* [GIVEN TASK]: In the local election report below, copy out word for word everything from "Wandsworth, which has" down to "it is marginal.".

* [TEXT SEGMENT]:
++++++++++
Wandsworth, which has been held by the Conservatives since 1978 and was reportedly Margaret Thatcher’s favourite council, fell to the Labour Party early on Friday morning. Its outgoing Tory leader said voters had concerns about the Prime Minister.
Westminster Council has never been run by another party since its creation in 1964, but is considered an indicator of national mood at general elections, where it is marginal.
Barnet Council, which was targeted as a key battleground at this year’s local elections, also fell from Conservative control.
Nationally, the Tories have faced heavy losses in some other areas, but look to have avoided the landslide defeat predicted by some pollsters.
But the Tories also lost their majority in Southampton, now run by Labour, and West Oxfordshire, which includes David Cameron’s former constituency of Witney and is under no overall control.
In Wandsworth, Ravi Govindia, the outgoing Conservative leader, admitted that voters had said they would not vote for his party because of the Prime Minister.
"Inevitably other events have clouded the judgement of people in Wandsworth," he said, adding that "the issue of Boris Johnson" was raised during the campaign.
Mr Govinda said he had run the "most successful council" and kept council tax rates low.
"We have done exactly what the residents of Wandsworth wanted," he said. "To find that counts for nothing is a sad reflection of the importance of local government not being recognised."
He added: "Let's not be coy about it, of course national issues were part of the dilemma people were facing."
The Wandsworth result is a symbolic victory for Labour because the authority is considered a Tory stronghold in London, and is closely associated with Mrs Thatcher’s rise to power in the late 1970s.
It follows weeks of canvassing in which Conservatives expressed concern that national issues including the cost of living and the 'partygate' scandal were damaging the party’s fortunes locally.
Many candidates avoided overt Conservative branding on their leaflets, while few printed any photographs of Mr Johnson on them.
Although the early indication is that this local election will be damaging for the Conservatives, half of the English council seats will not begin counting votes until Friday morning.
After results were declared from 58 councils, the Tories had lost control of three authorities and were down 79 councillors; Labour had a net gain of two councils and 34 councillors; the Lib Dems had one extra authority and 34 more seats; while the Greens had gained 19 councillors.
All local authorities in Wales and Scotland are also electing their councillors, while Stormont elections are taking place in Northern Ireland.
Speaking overnight, government ministers sought to downplay the scale of Conservative losses and insisted Mr Johnson should continue in post.
Brandon Lewis, the Northern Ireland Secretary, said: "I absolutely think we can win the next election, and I do think Boris Johnson is the right person to lead us into that."
Kit Malthouse, the policing minister, told the BBC: "The further away you get from London, our sense is that the picture is better for us."
But other Conservatives across Britain felt anger towards Downing Street on Friday morning as Mr Johnson was blamed for losses.
John Mallinson, the outgoing Tory leader of Carlisle Council, called for his resignation, telling reporters: "I just don’t feel people any longer have the confidence that the prime minister can be relied upon to tell the truth."
Shabana Mahmood, Labour’s national campaign co-ordinator, said: "This is a turning point for the Labour Party.
"After the disastrous results of 2019, these early results are showing the progress we have made thanks to Keir’s leadership.
"Labour is making headway in England, Scotland and Wales, taking over key Conservative councils and winning in vital Parliamentary battlegrounds across the country."
++++++++++
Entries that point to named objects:
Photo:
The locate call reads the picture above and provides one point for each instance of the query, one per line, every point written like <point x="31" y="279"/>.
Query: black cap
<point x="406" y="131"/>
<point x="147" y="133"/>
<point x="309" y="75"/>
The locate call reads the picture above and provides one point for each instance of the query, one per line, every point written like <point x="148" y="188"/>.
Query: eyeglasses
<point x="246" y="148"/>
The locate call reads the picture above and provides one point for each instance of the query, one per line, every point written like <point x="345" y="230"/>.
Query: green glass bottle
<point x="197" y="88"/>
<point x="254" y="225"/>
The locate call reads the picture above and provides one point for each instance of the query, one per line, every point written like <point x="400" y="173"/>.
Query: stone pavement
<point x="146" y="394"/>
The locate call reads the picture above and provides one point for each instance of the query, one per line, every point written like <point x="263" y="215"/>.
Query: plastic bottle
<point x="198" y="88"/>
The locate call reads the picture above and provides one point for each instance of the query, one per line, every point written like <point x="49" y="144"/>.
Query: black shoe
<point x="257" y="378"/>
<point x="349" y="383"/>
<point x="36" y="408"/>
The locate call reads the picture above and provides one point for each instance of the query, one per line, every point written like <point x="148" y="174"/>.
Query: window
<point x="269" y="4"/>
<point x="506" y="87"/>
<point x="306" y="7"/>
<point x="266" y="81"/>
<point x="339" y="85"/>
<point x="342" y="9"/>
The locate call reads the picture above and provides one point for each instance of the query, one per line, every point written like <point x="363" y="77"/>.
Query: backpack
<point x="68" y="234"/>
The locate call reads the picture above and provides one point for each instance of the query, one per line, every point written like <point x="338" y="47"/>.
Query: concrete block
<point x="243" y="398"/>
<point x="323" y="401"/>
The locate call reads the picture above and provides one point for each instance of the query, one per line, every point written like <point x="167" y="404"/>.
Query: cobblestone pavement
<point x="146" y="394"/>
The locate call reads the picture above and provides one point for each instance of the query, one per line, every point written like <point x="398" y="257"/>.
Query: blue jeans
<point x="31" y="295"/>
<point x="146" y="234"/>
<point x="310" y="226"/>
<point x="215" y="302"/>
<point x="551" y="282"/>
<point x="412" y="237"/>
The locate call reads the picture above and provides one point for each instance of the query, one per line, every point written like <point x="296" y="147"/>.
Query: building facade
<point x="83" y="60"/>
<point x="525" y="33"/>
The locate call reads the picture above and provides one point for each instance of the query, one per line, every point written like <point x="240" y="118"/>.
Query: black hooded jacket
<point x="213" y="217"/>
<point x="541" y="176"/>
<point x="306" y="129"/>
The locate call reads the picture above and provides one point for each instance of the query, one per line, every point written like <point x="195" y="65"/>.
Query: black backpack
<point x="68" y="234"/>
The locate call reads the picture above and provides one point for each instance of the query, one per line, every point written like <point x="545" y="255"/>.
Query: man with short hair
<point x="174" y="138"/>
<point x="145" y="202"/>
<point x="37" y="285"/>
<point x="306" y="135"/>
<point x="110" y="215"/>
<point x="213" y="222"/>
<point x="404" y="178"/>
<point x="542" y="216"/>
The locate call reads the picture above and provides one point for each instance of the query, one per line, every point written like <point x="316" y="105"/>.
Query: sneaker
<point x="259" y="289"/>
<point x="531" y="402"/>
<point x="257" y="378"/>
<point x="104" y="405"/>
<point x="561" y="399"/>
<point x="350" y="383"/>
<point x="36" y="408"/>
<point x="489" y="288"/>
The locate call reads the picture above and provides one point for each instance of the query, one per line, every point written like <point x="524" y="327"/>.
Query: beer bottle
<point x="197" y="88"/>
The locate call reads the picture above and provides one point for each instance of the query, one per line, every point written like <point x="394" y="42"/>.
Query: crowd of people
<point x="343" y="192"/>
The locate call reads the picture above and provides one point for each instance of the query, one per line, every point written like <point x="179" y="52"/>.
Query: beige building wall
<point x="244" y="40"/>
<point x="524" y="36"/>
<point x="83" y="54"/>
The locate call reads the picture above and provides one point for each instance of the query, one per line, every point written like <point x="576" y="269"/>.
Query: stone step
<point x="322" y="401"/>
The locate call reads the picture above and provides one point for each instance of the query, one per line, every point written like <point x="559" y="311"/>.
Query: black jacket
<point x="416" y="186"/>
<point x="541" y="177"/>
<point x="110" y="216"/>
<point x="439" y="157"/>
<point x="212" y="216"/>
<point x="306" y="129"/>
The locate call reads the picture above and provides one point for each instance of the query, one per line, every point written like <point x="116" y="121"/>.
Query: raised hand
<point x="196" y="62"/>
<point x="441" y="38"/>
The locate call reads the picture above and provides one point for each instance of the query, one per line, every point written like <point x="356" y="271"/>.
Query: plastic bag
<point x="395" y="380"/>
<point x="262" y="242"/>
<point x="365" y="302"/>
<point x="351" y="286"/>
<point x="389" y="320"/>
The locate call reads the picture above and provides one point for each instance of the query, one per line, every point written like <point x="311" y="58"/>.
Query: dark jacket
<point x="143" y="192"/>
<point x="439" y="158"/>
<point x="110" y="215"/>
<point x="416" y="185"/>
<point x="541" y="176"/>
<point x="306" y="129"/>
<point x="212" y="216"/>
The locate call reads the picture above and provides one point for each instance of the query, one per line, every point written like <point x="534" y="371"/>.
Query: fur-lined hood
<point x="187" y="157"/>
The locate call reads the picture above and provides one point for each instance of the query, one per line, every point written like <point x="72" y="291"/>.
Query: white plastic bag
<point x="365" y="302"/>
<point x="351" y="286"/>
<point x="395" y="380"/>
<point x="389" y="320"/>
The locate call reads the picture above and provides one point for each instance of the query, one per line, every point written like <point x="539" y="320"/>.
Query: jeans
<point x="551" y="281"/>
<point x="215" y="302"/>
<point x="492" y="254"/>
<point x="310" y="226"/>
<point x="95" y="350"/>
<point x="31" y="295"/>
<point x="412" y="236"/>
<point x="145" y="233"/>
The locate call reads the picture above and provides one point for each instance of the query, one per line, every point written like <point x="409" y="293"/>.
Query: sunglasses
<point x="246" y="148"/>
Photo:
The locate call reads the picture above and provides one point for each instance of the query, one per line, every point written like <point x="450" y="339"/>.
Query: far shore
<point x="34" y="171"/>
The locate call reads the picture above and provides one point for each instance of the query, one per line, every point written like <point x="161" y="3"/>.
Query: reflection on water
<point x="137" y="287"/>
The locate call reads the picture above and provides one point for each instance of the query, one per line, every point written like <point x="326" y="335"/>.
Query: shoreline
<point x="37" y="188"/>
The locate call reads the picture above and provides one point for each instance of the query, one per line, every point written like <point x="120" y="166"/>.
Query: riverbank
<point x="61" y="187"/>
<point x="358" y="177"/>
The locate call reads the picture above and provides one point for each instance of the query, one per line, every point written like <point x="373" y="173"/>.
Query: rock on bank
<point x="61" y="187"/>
++++++++++
* [WRITTEN RESPONSE]:
Wandsworth, which has been held by the Conservatives since 1978 and was reportedly Margaret Thatcher’s favourite council, fell to the Labour Party early on Friday morning. Its outgoing Tory leader said voters had concerns about the Prime Minister.
Westminster Council has never been run by another party since its creation in 1964, but is considered an indicator of national mood at general elections, where it is marginal.